- TASK DESCRIPTION
Here is a block of records. Copy every line in it that includes "flower".

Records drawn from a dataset
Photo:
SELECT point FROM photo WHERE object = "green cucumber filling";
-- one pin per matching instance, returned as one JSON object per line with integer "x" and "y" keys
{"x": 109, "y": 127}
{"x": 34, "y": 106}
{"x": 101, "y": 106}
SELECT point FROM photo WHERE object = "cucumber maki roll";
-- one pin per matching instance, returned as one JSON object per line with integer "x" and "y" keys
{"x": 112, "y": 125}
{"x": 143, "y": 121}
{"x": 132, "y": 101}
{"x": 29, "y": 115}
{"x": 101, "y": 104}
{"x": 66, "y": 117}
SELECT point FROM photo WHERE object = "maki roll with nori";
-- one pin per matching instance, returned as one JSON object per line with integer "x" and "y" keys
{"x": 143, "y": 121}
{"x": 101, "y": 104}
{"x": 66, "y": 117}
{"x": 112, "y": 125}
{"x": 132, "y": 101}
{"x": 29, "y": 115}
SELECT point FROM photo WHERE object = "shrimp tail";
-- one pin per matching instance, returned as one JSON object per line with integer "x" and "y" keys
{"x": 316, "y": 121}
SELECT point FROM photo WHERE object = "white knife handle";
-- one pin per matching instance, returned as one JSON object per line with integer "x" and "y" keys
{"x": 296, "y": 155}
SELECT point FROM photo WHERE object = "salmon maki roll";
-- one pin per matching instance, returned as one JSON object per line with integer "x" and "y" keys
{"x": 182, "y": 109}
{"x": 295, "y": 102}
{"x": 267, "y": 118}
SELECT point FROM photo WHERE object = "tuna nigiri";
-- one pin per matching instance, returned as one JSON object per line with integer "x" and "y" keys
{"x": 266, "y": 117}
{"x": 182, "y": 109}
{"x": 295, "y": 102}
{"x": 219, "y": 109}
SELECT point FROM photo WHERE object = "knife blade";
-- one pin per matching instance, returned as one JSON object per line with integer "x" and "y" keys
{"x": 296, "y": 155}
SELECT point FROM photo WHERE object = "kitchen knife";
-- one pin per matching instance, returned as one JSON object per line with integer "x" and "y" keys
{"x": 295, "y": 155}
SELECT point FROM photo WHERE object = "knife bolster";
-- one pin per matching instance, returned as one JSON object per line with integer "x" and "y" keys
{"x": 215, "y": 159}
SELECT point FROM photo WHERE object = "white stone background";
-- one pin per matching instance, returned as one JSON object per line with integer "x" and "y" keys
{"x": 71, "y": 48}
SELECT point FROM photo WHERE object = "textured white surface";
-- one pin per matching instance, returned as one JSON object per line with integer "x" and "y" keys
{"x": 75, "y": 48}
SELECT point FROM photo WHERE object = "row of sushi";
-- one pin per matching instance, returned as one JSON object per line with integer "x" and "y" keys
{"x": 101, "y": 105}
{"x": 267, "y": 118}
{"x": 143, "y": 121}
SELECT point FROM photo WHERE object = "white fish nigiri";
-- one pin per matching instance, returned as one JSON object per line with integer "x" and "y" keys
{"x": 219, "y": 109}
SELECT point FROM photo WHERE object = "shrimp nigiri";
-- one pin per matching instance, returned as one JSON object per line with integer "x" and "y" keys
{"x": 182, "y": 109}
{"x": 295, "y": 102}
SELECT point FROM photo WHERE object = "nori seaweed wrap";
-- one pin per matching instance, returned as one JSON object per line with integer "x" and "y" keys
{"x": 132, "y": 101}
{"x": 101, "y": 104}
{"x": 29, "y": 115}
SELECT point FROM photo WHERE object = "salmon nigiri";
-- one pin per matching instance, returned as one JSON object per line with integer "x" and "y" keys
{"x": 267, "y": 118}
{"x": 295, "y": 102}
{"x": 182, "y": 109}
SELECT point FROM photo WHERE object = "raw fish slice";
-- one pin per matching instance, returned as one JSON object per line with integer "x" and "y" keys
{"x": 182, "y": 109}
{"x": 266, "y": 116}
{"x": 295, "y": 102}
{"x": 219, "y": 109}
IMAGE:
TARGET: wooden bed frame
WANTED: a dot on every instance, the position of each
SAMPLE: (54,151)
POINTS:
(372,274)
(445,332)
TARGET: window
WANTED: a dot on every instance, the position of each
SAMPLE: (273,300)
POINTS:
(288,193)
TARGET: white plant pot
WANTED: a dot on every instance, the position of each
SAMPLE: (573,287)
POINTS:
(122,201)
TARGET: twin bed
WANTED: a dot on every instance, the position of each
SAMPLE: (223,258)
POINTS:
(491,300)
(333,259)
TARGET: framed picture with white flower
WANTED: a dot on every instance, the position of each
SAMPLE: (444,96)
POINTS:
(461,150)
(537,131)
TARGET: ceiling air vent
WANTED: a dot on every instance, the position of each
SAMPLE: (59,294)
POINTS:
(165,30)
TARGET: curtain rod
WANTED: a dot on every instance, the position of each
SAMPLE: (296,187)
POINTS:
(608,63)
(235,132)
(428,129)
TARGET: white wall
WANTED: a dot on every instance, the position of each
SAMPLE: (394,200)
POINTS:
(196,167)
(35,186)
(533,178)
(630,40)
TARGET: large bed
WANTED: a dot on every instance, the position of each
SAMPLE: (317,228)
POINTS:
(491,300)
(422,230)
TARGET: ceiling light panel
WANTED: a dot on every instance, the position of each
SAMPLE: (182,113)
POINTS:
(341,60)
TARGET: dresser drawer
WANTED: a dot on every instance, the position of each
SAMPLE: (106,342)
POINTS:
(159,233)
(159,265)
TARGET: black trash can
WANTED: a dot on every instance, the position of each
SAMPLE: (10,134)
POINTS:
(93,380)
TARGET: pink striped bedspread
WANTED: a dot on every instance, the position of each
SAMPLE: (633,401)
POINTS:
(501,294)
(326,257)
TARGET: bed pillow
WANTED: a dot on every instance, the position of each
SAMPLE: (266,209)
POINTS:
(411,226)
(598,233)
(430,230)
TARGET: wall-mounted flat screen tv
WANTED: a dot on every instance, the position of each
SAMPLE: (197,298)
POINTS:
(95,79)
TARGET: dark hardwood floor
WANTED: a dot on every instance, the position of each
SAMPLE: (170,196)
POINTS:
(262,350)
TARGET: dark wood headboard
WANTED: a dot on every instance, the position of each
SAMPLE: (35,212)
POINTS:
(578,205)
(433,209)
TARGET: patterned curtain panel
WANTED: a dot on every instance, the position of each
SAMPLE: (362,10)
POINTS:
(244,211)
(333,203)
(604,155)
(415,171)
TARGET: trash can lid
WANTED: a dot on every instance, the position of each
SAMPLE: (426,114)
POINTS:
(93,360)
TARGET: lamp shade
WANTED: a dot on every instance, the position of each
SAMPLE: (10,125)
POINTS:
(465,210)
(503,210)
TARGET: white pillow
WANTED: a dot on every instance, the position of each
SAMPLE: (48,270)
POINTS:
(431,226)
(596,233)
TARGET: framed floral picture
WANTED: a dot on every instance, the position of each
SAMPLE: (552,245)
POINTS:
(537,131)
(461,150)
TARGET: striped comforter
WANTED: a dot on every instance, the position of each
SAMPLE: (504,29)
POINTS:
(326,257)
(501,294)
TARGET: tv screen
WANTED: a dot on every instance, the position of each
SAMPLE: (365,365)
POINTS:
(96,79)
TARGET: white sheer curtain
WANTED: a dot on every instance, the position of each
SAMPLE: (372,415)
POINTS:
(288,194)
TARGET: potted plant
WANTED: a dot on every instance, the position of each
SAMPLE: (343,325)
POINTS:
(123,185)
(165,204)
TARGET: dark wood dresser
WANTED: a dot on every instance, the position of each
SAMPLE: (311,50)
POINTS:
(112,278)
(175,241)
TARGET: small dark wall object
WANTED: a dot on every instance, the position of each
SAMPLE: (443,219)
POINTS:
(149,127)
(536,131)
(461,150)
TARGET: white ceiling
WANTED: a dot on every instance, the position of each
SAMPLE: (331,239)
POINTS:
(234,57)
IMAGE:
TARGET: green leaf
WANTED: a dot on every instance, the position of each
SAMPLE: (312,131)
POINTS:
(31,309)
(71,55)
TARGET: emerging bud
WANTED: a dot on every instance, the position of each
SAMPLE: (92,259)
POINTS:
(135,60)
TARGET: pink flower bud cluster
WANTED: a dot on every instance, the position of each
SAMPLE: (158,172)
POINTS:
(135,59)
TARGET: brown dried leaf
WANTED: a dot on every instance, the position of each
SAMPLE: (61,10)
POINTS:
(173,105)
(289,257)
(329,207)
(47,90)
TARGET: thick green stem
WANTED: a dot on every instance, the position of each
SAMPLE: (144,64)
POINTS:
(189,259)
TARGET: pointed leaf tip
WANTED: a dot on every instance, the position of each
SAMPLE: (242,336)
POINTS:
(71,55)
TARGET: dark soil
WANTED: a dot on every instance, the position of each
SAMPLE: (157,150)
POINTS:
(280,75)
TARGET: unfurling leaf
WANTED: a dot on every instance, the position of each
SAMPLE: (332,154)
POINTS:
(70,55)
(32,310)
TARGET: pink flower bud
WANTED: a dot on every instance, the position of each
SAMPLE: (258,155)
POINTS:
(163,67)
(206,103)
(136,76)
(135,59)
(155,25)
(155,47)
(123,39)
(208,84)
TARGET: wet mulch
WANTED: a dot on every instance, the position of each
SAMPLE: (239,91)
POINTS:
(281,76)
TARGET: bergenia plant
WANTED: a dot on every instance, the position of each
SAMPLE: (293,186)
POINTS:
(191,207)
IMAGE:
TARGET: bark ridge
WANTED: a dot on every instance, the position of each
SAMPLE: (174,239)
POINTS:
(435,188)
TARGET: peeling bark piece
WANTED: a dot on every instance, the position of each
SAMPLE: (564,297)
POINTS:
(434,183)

- SOLVED PROBLEM
TARGET: framed picture with white flower
TARGET: pink flower bud cluster
TARGET: pink flower bud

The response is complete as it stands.